The task
Reproduce all of the records below verbatim, line for line.

Records shown

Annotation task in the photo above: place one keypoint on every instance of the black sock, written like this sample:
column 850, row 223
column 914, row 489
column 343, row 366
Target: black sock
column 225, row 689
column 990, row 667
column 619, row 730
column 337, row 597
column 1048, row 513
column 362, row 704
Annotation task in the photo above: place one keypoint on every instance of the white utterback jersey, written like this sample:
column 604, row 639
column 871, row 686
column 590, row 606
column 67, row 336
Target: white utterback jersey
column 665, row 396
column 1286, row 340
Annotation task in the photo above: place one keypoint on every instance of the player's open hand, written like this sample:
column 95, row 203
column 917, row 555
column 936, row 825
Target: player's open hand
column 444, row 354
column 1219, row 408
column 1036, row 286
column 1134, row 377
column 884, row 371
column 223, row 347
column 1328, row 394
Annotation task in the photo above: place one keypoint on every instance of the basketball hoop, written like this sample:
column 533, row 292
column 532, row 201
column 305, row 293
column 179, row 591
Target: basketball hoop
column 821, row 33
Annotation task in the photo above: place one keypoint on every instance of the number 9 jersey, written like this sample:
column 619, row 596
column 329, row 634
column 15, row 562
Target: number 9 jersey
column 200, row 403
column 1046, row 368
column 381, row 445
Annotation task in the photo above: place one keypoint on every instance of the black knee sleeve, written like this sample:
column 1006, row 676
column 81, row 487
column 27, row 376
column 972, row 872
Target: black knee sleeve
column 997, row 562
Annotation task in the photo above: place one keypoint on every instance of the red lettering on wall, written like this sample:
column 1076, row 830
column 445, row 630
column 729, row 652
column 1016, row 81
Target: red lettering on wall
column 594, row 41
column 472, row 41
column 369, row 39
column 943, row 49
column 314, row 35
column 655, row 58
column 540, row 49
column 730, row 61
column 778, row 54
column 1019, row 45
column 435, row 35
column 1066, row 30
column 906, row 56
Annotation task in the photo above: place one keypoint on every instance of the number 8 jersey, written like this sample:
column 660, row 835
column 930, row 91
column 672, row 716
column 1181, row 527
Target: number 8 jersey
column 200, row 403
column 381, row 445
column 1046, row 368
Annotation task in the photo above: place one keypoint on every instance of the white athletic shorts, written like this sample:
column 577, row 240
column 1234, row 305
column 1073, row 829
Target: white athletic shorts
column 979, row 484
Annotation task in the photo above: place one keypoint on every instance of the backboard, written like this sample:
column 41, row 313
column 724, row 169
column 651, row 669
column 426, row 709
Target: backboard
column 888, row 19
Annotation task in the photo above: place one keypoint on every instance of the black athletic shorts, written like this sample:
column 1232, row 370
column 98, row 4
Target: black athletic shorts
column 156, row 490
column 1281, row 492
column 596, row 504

Reply to the task
Annotation task in the photo above: place one keypoint on every instance of the black sock, written like this sample:
column 850, row 223
column 914, row 489
column 343, row 366
Target: black sock
column 225, row 689
column 990, row 667
column 619, row 730
column 337, row 597
column 1048, row 513
column 362, row 704
Annotation task in the photo above: place one keypoint on every instance of the white utterback jersey, written like this sample:
column 604, row 639
column 871, row 686
column 590, row 606
column 67, row 336
Target: white utterback jersey
column 665, row 396
column 1286, row 340
Annotation task in the photo above: place one keypoint on every instance of the player's open hand, written like this sample:
column 95, row 203
column 917, row 555
column 936, row 825
Target: player's open hand
column 444, row 354
column 1219, row 408
column 1036, row 286
column 1134, row 377
column 884, row 371
column 223, row 347
column 1328, row 394
Annotation task in the photo above: place one keypoint on every instance of the basketball hoop, written like this sample:
column 533, row 292
column 532, row 201
column 305, row 293
column 179, row 591
Target: basketball hoop
column 821, row 33
Annotation task in the photo above: place one keypoint on every instance of the number 9 jersey, written like this sample:
column 619, row 596
column 329, row 634
column 15, row 562
Target: number 9 jersey
column 200, row 403
column 1046, row 368
column 381, row 445
Annotation task in the photo above: place one keypoint on every instance of the black knee sleeve, written like this sample:
column 1006, row 676
column 81, row 487
column 27, row 376
column 972, row 872
Target: black knee sleeve
column 997, row 562
Annotation task in the photo above: place one keypoint on every instance of the red lettering on wall, written like this sample:
column 1076, row 830
column 445, row 630
column 729, row 652
column 1016, row 81
Target: red lettering on wall
column 594, row 41
column 472, row 41
column 369, row 39
column 943, row 49
column 314, row 35
column 655, row 58
column 540, row 49
column 730, row 61
column 778, row 54
column 1019, row 45
column 435, row 35
column 1066, row 30
column 906, row 56
Annotation task in the photo above: place one keypoint on every instance of the number 8 jersey, written like this sample:
column 660, row 835
column 930, row 91
column 672, row 716
column 1181, row 527
Target: number 8 jersey
column 200, row 403
column 381, row 445
column 1046, row 368
Annotation task in the photo above: place one keypoint on every instance of the white athletic shorts, written like this sample:
column 577, row 240
column 1234, row 305
column 1073, row 829
Target: white athletic shorts
column 979, row 484
Annotation task in the photo above: place one keypoint on every instance of the backboard, written like this sample:
column 41, row 313
column 724, row 169
column 651, row 669
column 426, row 709
Target: backboard
column 888, row 19
Annotation task in the photo above: place one keypoint on every instance of the black athletic shorts, written like this sample:
column 1232, row 370
column 98, row 4
Target: black athletic shorts
column 156, row 490
column 1281, row 492
column 596, row 504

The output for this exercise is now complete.